If the same 100-kilohertz carrier is modulated by a 10-kilohertz audio tone, sideband frequencies will appear at 90 and 110 kilohertz and the signal will have a bandwidth of 20 kilohertz. Notice that as the modulating signal becomes higher in frequency, the bandwidth required also becomes greater. As illustrated by the above examples, the bandwidth of an amplitude-modulated wave at any instant is two times the highest modulating frequency applied at that time. Thus, if a 400-kilohertz carrier is modulated with 3, 5, and 8 kilohertz simultaneously, sideband frequencies will appear at 392, 395, 397, 403, 405, and 408 kilohertz. This signal extends from 392 to 408 kilohertz and has a bandwidth of 16 kilohertz, twice the highest modulating frequency of 8 kilohertz.
Musical instruments produce complex sound waves containing a great number of frequencies. The frequencies produced by a piano, for example, range from approximately 27 to 4,200 hertz with harmonic frequencies extending beyond 10 kilohertz. Modulating frequencies of up to 15 kilohertz must be included in the signal to transmit a musical passage with a high degree of fidelity. This requires a bandwidth of at least 30 kilohertz to prevent attenuation of higher-order harmonic frequencies.

GIVEN PROBLEM A — Copy out the passage on amplitude-modulation bandwidth word for word, in full.

PROVIDED MATERIAL —
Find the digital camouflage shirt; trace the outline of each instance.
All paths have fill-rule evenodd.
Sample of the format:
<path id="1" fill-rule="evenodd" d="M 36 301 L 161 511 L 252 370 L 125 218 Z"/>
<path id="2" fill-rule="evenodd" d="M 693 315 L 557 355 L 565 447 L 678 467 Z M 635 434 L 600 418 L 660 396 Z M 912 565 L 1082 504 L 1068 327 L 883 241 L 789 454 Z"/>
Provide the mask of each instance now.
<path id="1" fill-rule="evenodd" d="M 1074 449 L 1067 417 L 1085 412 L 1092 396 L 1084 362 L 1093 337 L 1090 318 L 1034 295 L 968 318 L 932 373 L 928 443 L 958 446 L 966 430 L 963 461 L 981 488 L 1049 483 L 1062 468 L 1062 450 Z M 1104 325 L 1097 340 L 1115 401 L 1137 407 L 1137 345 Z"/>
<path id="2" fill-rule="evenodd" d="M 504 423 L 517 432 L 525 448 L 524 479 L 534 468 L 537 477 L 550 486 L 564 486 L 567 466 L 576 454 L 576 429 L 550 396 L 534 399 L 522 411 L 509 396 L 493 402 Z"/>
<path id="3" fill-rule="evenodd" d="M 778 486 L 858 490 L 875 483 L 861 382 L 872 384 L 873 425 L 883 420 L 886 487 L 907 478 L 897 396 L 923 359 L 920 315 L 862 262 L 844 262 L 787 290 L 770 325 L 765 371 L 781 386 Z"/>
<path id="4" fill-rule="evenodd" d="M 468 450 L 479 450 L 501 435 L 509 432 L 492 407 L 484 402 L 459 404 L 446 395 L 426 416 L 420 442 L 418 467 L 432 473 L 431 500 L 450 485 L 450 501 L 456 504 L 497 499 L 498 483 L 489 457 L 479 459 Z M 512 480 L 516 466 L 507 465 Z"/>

GIVEN PROBLEM B — Format the stretch of the entries that opens with their first line and closes with the line containing "36 301 L 161" as a Markdown table with the columns Row and Line, numbering each line and leaving out blank lines.

EXPECTED ANSWER A —
If the same 100-kilohertz carrier is modulated by a 10-kilohertz audio tone, sideband frequencies will appear at 90 and 110 kilohertz and the signal will have a bandwidth of 20 kilohertz. Notice that as the modulating signal becomes higher in frequency, the bandwidth required also becomes greater. As illustrated by the above examples, the bandwidth of an amplitude-modulated wave at any instant is two times the highest modulating frequency applied at that time. Thus, if a 400-kilohertz carrier is modulated with 3, 5, and 8 kilohertz simultaneously, sideband frequencies will appear at 392, 395, 397, 403, 405, and 408 kilohertz. This signal extends from 392 to 408 kilohertz and has a bandwidth of 16 kilohertz, twice the highest modulating frequency of 8 kilohertz.
Musical instruments produce complex sound waves containing a great number of frequencies. The frequencies produced by a piano, for example, range from approximately 27 to 4,200 hertz with harmonic frequencies extending beyond 10 kilohertz. Modulating frequencies of up to 15 kilohertz must be included in the signal to transmit a musical passage with a high degree of fidelity. This requires a bandwidth of at least 30 kilohertz to prevent attenuation of higher-order harmonic frequencies.

EXPECTED ANSWER B —
| Row | Line |
|---|---|
| 1 | Find the digital camouflage shirt; trace the outline of each instance. |
| 2 | All paths have fill-rule evenodd. |
| 3 | Sample of the format: |
| 4 | <path id="1" fill-rule="evenodd" d="M 36 301 L 161 511 L 252 370 L 125 218 Z"/> |